What the task asks:
Answer these questions from the Carto family passage below.
1. In which company and regiment did Jerome enlist?
2. Near what landmark did the 34th New York Infantry suffer heavily at Antietam?
3. On what date did George Monette die?

By the fall of that year, the conflict had become personal for the Carto family. On October 2nd, Eli’s uncle Jerome enlisted as a private in Company D of the 34th New York Infantry, a company filled with men from the town.20 Less than two weeks later, George Monette joined Company H of the 60th New York Infantry.21 Men from communities like Perry’s Mills were no longer simply reading about the war—they were leaving home to fight it.
Both men would return home—but not unchanged. In September 1862, Jerome fought with the 34th New York Infantry at Antietam, one of the bloodiest single days in American history. The regiment suffered heavily near the Dunker Church, where Company D alone lost nine men killed or mortally wounded. Jerome himself lost the middle finger of his left in the fighting and eventually discharged because of those injuries.22 For communities like Champlain, battles such as Antietam were not experienced through casualty statistics alone. The wounded returned home carrying visible reminders of the war, while the dead left absences that reshaped families and neighborhoods alike.
Monette’s fate was quieter but no less tragic. He fell ill during his service and was discharged for disability on October 17, 1862.23 He returned home, died on July 9, 1863, and was buried within sight of Eli’s home.24 By then, war was no longer an abstraction for Eli. It had entered the community, the family, and the landscape itself.

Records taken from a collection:
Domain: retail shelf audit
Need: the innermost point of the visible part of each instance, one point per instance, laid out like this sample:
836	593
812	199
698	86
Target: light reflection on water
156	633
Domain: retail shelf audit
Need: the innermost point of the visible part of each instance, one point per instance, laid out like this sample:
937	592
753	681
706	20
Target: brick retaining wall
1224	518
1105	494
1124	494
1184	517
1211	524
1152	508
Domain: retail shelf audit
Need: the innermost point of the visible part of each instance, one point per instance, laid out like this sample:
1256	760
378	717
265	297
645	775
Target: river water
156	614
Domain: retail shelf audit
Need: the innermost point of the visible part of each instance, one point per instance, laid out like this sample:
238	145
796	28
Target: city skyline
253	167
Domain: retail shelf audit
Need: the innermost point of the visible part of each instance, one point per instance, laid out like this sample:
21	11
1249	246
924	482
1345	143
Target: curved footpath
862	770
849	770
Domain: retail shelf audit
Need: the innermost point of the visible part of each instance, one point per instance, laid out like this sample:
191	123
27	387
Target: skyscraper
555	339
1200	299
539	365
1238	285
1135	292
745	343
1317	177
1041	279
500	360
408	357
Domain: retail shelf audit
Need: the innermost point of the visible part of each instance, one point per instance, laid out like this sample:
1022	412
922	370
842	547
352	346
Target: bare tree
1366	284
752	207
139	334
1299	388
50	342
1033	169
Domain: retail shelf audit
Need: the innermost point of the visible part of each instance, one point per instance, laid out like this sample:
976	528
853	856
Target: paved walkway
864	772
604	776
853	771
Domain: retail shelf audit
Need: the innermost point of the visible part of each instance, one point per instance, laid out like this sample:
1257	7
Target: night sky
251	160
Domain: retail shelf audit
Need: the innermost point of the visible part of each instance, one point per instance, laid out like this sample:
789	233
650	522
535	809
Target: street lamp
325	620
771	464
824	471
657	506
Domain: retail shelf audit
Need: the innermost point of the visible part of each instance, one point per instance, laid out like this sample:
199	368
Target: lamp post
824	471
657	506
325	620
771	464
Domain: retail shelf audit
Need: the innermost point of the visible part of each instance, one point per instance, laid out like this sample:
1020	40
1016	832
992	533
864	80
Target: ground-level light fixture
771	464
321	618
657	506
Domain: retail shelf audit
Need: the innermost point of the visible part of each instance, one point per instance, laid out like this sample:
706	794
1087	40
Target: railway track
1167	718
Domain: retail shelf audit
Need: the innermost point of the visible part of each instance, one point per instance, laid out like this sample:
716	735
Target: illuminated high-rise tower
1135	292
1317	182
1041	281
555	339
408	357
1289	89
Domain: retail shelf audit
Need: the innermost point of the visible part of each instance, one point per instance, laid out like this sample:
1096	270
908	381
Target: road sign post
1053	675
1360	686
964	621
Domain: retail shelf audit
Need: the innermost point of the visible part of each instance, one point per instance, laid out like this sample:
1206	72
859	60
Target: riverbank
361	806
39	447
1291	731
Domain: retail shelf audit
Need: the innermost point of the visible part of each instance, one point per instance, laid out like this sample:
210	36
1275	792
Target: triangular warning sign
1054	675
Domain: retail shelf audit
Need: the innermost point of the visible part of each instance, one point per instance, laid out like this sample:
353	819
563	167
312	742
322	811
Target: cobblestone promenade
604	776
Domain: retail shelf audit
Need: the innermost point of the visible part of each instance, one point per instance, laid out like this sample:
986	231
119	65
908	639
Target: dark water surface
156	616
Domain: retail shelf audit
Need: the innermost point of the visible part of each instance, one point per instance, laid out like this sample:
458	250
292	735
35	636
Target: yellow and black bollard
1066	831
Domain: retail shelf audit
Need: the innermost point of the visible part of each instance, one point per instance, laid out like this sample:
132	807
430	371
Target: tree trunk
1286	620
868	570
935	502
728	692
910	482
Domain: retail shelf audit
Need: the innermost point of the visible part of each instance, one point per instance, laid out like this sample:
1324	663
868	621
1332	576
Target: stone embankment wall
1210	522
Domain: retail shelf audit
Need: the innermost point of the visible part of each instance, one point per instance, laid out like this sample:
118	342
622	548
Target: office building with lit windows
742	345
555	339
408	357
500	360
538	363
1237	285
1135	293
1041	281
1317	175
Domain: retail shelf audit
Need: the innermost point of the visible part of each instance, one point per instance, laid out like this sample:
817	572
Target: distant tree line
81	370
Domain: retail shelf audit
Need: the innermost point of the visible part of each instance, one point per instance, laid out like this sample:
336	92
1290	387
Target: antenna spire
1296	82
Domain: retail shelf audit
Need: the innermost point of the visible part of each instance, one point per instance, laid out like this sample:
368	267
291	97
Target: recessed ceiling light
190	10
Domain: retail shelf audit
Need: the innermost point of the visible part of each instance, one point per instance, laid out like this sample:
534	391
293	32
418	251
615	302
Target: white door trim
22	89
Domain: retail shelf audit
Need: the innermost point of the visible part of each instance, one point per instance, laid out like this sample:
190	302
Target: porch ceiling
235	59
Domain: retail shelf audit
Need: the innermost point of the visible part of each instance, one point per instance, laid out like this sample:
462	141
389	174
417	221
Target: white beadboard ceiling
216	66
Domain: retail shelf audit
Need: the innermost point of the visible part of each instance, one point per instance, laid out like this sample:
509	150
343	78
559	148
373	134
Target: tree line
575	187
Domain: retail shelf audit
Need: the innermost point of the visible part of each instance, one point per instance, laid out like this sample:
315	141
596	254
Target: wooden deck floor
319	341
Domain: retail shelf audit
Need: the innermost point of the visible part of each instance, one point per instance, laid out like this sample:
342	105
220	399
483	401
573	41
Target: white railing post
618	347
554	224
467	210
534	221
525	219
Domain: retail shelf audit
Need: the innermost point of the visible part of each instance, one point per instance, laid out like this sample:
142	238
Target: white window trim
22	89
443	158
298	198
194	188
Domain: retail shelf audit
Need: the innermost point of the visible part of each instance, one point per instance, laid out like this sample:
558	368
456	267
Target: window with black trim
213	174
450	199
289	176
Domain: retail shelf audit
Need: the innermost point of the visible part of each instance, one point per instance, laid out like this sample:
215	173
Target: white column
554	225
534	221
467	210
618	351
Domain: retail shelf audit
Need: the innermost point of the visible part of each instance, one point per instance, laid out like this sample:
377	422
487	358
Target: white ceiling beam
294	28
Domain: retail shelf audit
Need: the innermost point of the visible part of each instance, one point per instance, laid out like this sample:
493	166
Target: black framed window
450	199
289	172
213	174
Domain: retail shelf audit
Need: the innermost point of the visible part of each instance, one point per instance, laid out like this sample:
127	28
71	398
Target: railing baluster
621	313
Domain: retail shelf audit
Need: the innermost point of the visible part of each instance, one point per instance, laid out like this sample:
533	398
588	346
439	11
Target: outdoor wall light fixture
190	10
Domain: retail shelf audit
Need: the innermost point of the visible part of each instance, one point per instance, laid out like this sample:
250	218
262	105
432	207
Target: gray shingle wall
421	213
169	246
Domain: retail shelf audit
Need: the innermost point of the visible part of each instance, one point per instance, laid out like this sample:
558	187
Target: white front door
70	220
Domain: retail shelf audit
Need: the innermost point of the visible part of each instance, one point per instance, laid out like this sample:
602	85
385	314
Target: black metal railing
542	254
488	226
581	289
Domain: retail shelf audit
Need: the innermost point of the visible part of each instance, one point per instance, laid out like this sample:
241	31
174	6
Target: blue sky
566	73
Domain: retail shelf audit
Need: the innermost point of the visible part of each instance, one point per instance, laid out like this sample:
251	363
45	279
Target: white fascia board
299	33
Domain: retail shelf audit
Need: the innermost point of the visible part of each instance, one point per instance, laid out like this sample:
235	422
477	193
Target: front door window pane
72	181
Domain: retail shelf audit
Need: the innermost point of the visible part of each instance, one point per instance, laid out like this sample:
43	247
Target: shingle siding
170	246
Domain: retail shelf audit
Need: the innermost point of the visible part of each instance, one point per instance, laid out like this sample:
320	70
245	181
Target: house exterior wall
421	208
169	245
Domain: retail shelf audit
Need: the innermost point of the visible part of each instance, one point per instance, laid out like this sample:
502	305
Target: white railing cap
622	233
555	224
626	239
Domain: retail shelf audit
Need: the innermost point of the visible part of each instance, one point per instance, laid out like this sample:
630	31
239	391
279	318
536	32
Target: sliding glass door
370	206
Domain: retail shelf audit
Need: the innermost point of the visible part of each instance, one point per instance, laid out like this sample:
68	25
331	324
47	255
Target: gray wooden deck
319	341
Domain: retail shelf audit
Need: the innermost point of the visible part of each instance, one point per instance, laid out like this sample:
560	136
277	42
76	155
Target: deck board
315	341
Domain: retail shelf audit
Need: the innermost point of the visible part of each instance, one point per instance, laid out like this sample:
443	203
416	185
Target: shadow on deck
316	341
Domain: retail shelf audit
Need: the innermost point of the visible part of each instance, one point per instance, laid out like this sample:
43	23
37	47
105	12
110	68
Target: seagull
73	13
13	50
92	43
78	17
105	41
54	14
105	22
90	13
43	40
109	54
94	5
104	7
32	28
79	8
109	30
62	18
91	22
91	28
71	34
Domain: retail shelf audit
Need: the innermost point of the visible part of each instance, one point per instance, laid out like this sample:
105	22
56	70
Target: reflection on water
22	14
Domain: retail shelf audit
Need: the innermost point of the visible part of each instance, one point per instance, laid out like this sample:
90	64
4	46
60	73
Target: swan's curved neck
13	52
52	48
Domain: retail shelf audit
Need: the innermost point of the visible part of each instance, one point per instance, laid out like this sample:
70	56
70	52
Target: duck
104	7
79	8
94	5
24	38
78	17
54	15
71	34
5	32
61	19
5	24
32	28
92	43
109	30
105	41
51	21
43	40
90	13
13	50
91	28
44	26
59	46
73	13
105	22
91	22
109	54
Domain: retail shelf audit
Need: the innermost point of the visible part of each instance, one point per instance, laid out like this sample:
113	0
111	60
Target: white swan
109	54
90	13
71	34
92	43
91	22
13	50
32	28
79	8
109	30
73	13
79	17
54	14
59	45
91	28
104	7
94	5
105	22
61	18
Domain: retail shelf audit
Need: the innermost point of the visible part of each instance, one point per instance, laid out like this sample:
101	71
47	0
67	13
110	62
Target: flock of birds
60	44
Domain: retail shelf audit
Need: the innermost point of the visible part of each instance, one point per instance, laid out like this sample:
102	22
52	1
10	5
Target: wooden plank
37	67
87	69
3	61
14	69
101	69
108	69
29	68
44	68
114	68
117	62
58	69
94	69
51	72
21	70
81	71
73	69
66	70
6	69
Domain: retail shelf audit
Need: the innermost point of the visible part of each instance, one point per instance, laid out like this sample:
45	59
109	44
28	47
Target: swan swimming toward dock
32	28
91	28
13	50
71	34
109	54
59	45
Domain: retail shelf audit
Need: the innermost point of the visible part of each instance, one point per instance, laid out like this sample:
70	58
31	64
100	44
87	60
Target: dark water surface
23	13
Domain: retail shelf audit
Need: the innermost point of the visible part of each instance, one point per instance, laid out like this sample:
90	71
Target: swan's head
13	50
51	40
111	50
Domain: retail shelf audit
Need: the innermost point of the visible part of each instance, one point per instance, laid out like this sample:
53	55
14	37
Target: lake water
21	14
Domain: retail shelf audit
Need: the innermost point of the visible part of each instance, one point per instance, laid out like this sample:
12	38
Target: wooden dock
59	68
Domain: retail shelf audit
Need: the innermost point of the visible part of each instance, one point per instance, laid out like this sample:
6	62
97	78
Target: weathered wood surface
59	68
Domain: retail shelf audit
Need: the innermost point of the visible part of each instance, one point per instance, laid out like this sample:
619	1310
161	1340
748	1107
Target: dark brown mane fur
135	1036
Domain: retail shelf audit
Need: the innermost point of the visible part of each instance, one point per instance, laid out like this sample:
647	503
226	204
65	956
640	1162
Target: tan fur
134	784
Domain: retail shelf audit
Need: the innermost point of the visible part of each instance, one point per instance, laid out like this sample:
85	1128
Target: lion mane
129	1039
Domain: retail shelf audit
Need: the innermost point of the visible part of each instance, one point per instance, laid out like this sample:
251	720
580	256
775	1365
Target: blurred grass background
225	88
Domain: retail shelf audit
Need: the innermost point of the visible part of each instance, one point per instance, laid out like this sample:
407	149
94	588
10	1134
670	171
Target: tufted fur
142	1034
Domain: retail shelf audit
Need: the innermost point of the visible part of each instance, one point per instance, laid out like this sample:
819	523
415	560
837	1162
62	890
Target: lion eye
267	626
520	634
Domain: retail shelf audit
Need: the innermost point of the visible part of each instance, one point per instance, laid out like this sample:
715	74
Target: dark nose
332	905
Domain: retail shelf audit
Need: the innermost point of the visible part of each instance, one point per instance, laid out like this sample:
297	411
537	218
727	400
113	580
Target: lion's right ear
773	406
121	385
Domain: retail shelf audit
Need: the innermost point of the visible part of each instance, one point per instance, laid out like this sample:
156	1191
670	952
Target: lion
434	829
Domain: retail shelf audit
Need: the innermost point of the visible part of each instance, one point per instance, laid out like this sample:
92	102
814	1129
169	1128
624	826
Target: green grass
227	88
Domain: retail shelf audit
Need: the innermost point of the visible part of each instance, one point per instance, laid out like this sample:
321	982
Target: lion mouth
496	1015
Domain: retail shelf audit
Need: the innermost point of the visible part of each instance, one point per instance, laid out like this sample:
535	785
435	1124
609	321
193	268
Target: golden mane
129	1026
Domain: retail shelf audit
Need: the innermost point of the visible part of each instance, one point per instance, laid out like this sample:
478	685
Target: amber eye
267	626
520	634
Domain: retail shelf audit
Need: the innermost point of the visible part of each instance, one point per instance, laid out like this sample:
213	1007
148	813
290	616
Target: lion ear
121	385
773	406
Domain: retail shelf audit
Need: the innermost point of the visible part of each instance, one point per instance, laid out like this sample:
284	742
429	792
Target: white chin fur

Answer to the task:
1. Company D of the 34th New York Infantry
2. The Dunker Church
3. July 9, 1863